▶ _INPUT_
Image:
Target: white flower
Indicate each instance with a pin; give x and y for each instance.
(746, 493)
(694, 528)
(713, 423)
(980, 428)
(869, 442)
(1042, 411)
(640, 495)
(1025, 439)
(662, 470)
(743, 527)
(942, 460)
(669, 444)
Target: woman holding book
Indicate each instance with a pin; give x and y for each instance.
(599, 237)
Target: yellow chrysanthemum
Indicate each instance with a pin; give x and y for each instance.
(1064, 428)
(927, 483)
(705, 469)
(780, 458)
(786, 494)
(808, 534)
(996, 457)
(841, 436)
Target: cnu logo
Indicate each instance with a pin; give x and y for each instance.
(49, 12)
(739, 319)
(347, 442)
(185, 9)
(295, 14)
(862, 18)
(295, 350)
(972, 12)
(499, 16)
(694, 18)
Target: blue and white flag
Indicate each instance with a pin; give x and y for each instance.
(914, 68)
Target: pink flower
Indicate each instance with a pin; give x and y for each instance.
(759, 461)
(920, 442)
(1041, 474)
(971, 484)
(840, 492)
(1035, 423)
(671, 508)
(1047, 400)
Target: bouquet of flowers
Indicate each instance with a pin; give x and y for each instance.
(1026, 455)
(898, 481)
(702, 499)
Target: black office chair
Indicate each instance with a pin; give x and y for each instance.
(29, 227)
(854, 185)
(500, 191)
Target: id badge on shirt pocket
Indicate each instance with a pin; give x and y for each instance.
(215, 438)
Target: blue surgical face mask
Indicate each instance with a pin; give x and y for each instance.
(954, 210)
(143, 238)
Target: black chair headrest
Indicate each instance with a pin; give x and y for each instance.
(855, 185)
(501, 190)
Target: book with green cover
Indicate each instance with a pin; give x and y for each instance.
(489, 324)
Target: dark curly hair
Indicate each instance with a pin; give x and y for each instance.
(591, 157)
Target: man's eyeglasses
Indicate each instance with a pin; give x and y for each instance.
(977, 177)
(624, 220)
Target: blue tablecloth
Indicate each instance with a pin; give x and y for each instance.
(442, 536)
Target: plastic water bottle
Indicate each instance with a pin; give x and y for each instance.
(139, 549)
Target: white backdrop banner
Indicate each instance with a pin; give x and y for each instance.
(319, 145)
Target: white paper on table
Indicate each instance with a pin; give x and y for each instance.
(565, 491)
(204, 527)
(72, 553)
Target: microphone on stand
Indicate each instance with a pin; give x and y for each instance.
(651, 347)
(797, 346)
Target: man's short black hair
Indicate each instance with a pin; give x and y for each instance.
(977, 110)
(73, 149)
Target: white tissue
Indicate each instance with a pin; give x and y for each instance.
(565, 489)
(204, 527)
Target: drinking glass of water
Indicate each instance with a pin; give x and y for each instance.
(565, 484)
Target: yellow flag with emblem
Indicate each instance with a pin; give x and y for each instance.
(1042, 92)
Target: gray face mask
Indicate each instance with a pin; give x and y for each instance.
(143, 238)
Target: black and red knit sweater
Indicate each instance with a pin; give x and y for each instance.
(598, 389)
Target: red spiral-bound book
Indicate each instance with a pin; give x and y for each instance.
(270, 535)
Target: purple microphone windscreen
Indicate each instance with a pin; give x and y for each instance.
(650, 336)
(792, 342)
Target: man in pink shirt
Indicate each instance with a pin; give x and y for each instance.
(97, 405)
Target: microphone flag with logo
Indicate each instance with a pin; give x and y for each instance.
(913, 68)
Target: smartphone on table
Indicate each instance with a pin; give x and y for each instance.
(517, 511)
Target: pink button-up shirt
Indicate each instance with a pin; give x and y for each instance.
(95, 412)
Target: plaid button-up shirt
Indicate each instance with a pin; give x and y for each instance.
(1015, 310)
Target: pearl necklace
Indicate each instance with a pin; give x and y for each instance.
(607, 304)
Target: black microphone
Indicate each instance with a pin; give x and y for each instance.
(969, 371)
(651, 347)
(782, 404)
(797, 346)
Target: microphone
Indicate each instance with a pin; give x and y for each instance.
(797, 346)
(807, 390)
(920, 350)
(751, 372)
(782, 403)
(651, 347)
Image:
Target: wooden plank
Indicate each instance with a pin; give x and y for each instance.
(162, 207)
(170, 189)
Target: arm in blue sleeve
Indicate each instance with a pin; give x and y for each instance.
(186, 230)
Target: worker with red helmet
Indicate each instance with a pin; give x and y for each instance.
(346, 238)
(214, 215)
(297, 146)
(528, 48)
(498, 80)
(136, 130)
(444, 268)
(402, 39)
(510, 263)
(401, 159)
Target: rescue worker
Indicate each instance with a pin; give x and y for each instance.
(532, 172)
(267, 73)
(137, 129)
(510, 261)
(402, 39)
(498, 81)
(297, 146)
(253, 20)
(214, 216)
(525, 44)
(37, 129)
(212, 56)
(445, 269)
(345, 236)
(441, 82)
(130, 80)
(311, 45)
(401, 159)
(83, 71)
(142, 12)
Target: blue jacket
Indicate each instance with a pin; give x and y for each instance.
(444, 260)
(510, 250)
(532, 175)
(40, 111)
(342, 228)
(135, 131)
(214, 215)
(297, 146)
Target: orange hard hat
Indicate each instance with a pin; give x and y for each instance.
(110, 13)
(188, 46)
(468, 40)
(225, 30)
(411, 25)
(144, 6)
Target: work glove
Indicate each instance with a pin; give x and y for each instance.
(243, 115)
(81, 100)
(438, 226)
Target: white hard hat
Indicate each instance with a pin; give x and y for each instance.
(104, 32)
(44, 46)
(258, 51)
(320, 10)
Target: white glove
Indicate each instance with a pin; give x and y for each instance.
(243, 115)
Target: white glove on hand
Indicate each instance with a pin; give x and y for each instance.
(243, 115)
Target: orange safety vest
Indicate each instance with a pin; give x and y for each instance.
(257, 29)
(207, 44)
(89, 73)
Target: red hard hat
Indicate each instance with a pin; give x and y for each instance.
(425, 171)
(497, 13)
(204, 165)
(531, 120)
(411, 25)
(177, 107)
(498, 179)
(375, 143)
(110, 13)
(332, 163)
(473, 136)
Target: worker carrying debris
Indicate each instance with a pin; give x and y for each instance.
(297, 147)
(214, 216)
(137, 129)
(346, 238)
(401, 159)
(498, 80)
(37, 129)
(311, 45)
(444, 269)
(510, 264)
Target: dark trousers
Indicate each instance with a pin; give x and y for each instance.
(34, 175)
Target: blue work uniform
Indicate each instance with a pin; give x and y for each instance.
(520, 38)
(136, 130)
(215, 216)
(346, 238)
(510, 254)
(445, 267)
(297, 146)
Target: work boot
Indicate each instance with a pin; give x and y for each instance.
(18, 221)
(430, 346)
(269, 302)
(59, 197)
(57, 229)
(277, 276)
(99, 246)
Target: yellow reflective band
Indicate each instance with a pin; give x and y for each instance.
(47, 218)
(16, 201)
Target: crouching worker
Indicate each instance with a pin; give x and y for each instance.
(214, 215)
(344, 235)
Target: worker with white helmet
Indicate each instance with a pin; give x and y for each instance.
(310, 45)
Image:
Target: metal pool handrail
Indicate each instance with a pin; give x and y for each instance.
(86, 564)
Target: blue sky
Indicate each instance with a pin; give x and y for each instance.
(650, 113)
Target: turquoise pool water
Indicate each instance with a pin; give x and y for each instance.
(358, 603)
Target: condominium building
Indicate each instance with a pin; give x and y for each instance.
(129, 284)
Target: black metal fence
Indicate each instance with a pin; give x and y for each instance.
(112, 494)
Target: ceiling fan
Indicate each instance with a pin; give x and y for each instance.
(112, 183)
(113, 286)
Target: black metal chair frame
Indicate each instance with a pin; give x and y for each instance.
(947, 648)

▶ _WHAT IS BEING ASKED_
Write out every record shown above, word for word.

▶ _EXERCISE RESULT_
Image:
Target: white flower
Indicate each instance with a pin; give x and y for each instance.
(746, 493)
(694, 528)
(713, 423)
(980, 428)
(869, 442)
(1042, 411)
(640, 495)
(1025, 439)
(662, 470)
(743, 527)
(942, 460)
(669, 444)
Target: woman holding book
Indicate each instance with a pin; give x and y for each instance.
(599, 237)
Target: yellow chrysanthemum
Indicate each instance with a pin; give x and y for each instance.
(1064, 428)
(927, 483)
(705, 469)
(780, 458)
(786, 494)
(808, 534)
(996, 457)
(841, 436)
Target: cnu logo
Indicate each instance with a pin; give x and y for each instance.
(49, 12)
(739, 319)
(347, 442)
(185, 9)
(295, 14)
(862, 18)
(295, 350)
(972, 12)
(499, 16)
(694, 18)
Target: blue and white flag
Indicate each instance with a pin; give x and y for each instance.
(914, 68)
Target: pink flower
Indicate each instance with a pin; give x and y for each instance.
(759, 461)
(920, 442)
(1041, 474)
(971, 484)
(840, 492)
(1035, 423)
(671, 508)
(1047, 400)
Target: bouquet of flowers
Indicate each instance with a pin; give x and y for each instance.
(1026, 455)
(898, 481)
(702, 499)
Target: black office chair
Indicate each instance with a pin; give x and y for each instance.
(29, 227)
(854, 185)
(500, 191)
Target: id badge on shirt pocket
Indicate each instance with a pin; give x and y for each instance.
(215, 438)
Target: blue surgical face mask
Indicate each instance with a pin; give x and y for each instance.
(954, 210)
(143, 238)
Target: black chair headrest
Indicate each instance with a pin; give x and y for each instance.
(855, 185)
(501, 190)
Target: book with green cover
Indicate each instance with a pin; give x and y for each instance.
(489, 324)
Target: dark curly hair
Indicate each instance with a pin; give x and y for each instance.
(591, 157)
Target: man's eyeglasses
Indicate each instance with a pin; give x and y for each instance.
(977, 177)
(624, 220)
Target: blue tablecloth
Indicate each instance with a pin; give x and y for each instance.
(442, 536)
Target: plastic water bottle
Indicate each instance with a pin; give x and y for each instance.
(139, 549)
Target: white backdrop banner
Indicate each instance with a pin; give x and y for each instance.
(319, 145)
Target: white paper on table
Indicate each instance with a pin; give x and y for each instance.
(565, 491)
(204, 527)
(72, 553)
Target: microphone on stand
Indicate each instance with a pin; give x and y for each instance.
(651, 347)
(797, 346)
Target: man's short black hair
Indicate each instance with a pin; give x and y for each instance.
(977, 110)
(73, 149)
Target: white tissue
Indicate each instance with a pin; give x and y for each instance.
(565, 489)
(204, 527)
Target: drinking glass of water
Indicate each instance with a pin; give x and y for each instance.
(565, 484)
Target: yellow flag with emblem
Indicate each instance with a pin; give x and y for each instance.
(1042, 92)
Target: gray face mask
Indicate each instance with a pin; give x and y for each instance.
(143, 238)
Target: black and red knit sweater
Indicate each instance with a pin; give x and y for each instance.
(598, 389)
Target: red spiral-bound book
Indicate each instance with a pin; give x and y for each instance.
(270, 535)
Target: purple microphone windscreen
Indicate each instance with a pin; give x and y for each instance.
(650, 336)
(792, 342)
Target: man in pink shirt
Indicate each instance with a pin; give x and y for each instance.
(97, 405)
Target: microphone flag with logo
Indicate each instance with a pin; give x and y for each instance.
(913, 68)
Target: smartphone on table
Indicate each instance with a pin; give x and y for each instance.
(517, 511)
Target: pink button-up shirt
Indicate each instance with a pin; give x and y for each instance.
(95, 412)
Target: plaid button-up shirt
Indicate each instance with a pin; give x and y for each instance.
(1015, 310)
Target: pearl necklace
Indicate each instance with a pin; give x and y for each instance.
(607, 304)
Target: black microphone
Indicate each instance with a pin; give x and y for each instance.
(969, 371)
(651, 347)
(782, 404)
(797, 346)
Target: microphone
Indicate each instance with a pin; give x and y for each instance.
(797, 346)
(807, 390)
(920, 350)
(751, 372)
(782, 403)
(651, 347)
Image:
Target: wooden plank
Indicate each instance with a pin; give x and y for each instance.
(162, 207)
(170, 189)
Target: arm in blue sleeve
Indicate each instance with a pin; give x and y for each instance.
(186, 230)
Target: worker with red helmet
Indicate each instance with a pin; give x and y for each instance.
(346, 238)
(214, 215)
(297, 146)
(528, 48)
(498, 80)
(136, 130)
(444, 268)
(402, 39)
(510, 263)
(401, 159)
Target: rescue worker
Indicate each instance with a pin; give x and y for each instance.
(532, 172)
(267, 73)
(137, 129)
(510, 261)
(402, 39)
(498, 81)
(297, 146)
(253, 20)
(214, 216)
(525, 44)
(37, 129)
(212, 56)
(445, 269)
(345, 236)
(441, 82)
(130, 80)
(311, 45)
(401, 159)
(83, 71)
(142, 12)
Target: blue jacket
Indicate each instance with a pin; give x and y for each instance.
(444, 260)
(510, 250)
(532, 175)
(40, 111)
(342, 228)
(135, 131)
(214, 215)
(297, 146)
Target: orange hard hat
Indicate each instance with a pin; give x and y for each instance.
(110, 13)
(188, 46)
(468, 40)
(225, 30)
(411, 25)
(144, 6)
Target: work glove
Indicate each instance with a pin; give x and y for each instance.
(243, 115)
(81, 100)
(438, 226)
Target: white hard hat
Indicate each instance with a pin; give x and y for each instance.
(104, 32)
(44, 46)
(258, 51)
(320, 10)
Target: white glove
Indicate each instance with a pin; give x and y for each instance.
(243, 115)
Target: white glove on hand
Indicate each instance with a pin; give x and y for each instance.
(243, 115)
Target: orange safety vest
Indicate each instance with a pin; give x and y for each instance.
(257, 29)
(207, 44)
(89, 73)
Target: red hard hat
Indicate each instance with a pin; give x and y for each instance.
(425, 171)
(497, 13)
(204, 165)
(531, 120)
(411, 25)
(177, 107)
(498, 179)
(375, 143)
(110, 13)
(332, 163)
(473, 136)
Target: worker carrying debris
Indicate each instance with a pin; give x and y for each instance.
(297, 147)
(214, 216)
(137, 129)
(346, 238)
(401, 159)
(498, 80)
(37, 129)
(311, 45)
(444, 269)
(510, 264)
Target: dark trousers
Indicate each instance with a pin; give x and y for each instance.
(34, 175)
Target: blue work uniform
Indicate each instance with a pin; give x and y for each instance.
(520, 38)
(136, 130)
(215, 216)
(346, 238)
(510, 254)
(445, 267)
(297, 146)
Target: work boot
Indicate each instance with a pin; give x and y for each instance.
(18, 221)
(430, 346)
(269, 302)
(59, 197)
(57, 229)
(277, 276)
(99, 246)
Target: yellow reflective band
Indicate each instance with a pin; give x and y for each instance.
(47, 218)
(16, 201)
Target: crouching worker
Indicate each instance with a pin; give x and y for each instance.
(214, 215)
(344, 235)
Target: worker with white helmet
Indicate each instance with a pin; give x and y for each instance.
(310, 45)
Image:
Target: metal pool handrail
Indicate each instance with a pin; give x and y for each instance.
(86, 564)
Target: blue sky
Indicate each instance with a pin; give x and y for each instance.
(650, 113)
Target: turquoise pool water
Indicate each instance with a pin; give x and y for each instance.
(358, 603)
Target: condominium building
Indicate each instance with a pin; give x and y for each instance.
(129, 284)
Target: black metal fence
Indicate each instance with a pin; give x and y for each instance.
(112, 494)
Target: ceiling fan
Indicate each instance with a pin; give x and y for each instance.
(112, 183)
(113, 286)
Target: black metal chair frame
Indicate each instance with a pin; give x and y for each instance.
(947, 648)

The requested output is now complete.